Information supplied Start Marker

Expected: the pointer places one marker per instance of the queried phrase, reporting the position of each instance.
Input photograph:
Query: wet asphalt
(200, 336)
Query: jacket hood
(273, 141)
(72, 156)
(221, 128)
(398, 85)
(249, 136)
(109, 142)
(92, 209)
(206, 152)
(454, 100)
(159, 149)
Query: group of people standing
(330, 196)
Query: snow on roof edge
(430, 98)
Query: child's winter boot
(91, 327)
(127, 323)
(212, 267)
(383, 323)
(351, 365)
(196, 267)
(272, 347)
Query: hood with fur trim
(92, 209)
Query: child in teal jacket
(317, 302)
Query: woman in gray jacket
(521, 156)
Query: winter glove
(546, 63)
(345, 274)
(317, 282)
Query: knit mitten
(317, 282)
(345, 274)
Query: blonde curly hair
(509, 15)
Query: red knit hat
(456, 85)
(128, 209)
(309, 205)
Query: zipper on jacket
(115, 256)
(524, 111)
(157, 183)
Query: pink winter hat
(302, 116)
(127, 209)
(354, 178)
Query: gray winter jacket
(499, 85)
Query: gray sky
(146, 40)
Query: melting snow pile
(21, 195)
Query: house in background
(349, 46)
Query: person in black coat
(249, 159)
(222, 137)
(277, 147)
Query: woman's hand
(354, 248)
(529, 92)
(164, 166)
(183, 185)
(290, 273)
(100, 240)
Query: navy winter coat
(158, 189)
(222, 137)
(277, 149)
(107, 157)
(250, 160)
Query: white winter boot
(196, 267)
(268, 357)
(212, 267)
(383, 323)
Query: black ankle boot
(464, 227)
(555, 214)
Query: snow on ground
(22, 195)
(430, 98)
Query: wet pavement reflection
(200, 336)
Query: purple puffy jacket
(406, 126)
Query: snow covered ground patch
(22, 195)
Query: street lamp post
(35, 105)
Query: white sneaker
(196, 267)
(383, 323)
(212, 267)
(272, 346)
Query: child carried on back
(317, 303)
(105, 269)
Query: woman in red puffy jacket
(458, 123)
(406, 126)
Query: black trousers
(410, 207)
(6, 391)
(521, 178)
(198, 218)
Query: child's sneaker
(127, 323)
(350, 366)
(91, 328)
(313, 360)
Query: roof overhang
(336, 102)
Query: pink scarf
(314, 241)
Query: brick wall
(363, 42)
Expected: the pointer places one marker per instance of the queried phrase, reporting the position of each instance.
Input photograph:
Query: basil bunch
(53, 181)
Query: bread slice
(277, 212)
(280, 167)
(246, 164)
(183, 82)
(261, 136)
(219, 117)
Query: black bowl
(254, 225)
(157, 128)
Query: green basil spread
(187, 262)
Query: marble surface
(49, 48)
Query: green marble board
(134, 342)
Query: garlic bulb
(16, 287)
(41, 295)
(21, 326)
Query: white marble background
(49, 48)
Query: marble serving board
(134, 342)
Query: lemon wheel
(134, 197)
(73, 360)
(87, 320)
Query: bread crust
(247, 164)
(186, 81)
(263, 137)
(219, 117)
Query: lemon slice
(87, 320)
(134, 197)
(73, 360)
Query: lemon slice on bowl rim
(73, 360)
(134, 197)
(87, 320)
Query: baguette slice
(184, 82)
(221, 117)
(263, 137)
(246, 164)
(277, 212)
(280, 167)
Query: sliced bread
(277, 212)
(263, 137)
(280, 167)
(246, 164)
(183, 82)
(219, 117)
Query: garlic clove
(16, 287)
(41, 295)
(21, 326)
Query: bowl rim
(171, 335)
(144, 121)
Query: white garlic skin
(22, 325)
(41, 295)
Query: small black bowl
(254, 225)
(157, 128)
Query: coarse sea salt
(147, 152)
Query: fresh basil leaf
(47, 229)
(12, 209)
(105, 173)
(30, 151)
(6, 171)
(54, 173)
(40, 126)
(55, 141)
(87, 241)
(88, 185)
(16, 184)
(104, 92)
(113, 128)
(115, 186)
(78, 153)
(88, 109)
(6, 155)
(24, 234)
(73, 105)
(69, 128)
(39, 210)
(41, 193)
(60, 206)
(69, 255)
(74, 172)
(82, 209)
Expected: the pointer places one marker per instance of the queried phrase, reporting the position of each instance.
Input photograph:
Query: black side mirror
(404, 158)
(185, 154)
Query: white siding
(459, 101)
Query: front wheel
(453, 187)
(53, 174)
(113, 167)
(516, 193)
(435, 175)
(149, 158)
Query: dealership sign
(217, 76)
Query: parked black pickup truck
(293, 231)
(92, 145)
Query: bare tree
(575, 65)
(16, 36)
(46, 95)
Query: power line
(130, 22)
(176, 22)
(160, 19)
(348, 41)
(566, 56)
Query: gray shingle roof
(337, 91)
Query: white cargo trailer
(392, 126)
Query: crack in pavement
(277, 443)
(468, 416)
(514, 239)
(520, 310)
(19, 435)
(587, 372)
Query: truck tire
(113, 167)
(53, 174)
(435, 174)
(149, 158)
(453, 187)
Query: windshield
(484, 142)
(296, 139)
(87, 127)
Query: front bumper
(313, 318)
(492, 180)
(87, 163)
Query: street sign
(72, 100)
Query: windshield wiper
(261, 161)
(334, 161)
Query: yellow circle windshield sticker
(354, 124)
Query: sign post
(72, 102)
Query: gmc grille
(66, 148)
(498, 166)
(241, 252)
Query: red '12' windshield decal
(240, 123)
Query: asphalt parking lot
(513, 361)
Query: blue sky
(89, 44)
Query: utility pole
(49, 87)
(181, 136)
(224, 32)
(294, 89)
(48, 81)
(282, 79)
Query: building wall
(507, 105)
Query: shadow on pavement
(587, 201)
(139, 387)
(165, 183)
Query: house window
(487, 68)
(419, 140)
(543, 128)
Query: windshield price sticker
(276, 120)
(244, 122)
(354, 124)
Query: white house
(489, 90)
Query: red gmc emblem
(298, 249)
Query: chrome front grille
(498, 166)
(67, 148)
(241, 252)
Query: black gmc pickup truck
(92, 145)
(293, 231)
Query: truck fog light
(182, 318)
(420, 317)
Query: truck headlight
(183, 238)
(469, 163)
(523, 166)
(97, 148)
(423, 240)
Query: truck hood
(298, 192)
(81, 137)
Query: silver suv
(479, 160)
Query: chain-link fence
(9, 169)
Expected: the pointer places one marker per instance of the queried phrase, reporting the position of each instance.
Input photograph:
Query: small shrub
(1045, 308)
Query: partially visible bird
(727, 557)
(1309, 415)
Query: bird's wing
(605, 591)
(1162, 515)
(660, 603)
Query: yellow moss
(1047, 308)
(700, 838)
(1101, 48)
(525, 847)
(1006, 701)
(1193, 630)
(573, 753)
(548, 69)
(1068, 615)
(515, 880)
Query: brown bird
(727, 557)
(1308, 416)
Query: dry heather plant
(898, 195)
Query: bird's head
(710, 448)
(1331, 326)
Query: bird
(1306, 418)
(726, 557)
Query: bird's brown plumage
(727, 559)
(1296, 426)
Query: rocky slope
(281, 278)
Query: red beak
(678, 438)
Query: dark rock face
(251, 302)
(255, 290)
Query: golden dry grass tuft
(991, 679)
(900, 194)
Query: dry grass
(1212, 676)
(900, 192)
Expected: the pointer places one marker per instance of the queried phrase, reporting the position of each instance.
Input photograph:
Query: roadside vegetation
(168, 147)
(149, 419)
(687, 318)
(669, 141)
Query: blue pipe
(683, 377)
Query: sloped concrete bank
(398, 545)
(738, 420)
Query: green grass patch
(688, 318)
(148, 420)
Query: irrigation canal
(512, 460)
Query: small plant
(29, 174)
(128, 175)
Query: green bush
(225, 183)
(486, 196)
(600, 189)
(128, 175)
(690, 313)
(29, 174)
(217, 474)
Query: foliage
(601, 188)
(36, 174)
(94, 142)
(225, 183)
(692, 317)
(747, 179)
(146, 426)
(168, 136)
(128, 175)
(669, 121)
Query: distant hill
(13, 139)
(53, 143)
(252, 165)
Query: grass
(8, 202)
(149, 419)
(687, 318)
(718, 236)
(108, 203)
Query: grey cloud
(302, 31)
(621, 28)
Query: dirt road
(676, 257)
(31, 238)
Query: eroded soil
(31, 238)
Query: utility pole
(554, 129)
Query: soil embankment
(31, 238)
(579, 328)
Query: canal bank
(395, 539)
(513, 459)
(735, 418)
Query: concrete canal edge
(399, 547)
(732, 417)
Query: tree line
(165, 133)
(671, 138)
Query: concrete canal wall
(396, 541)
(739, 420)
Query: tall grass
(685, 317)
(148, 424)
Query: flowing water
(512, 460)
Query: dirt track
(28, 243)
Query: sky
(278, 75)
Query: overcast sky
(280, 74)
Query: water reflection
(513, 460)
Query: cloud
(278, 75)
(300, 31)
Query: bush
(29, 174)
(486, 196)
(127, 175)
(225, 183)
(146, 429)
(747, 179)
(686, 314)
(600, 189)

Information supplied End Marker

• _Task requirements_: Your answer must be the line containing "Query: dirt track" and each line after it in the listing above, copied exactly.

• _Response area_:
Query: dirt track
(28, 243)
Query: sky
(278, 75)
Query: overcast sky
(280, 74)
Query: water reflection
(513, 460)
Query: cloud
(278, 75)
(300, 31)
Query: bush
(29, 174)
(486, 196)
(127, 175)
(225, 183)
(146, 429)
(747, 179)
(686, 314)
(600, 189)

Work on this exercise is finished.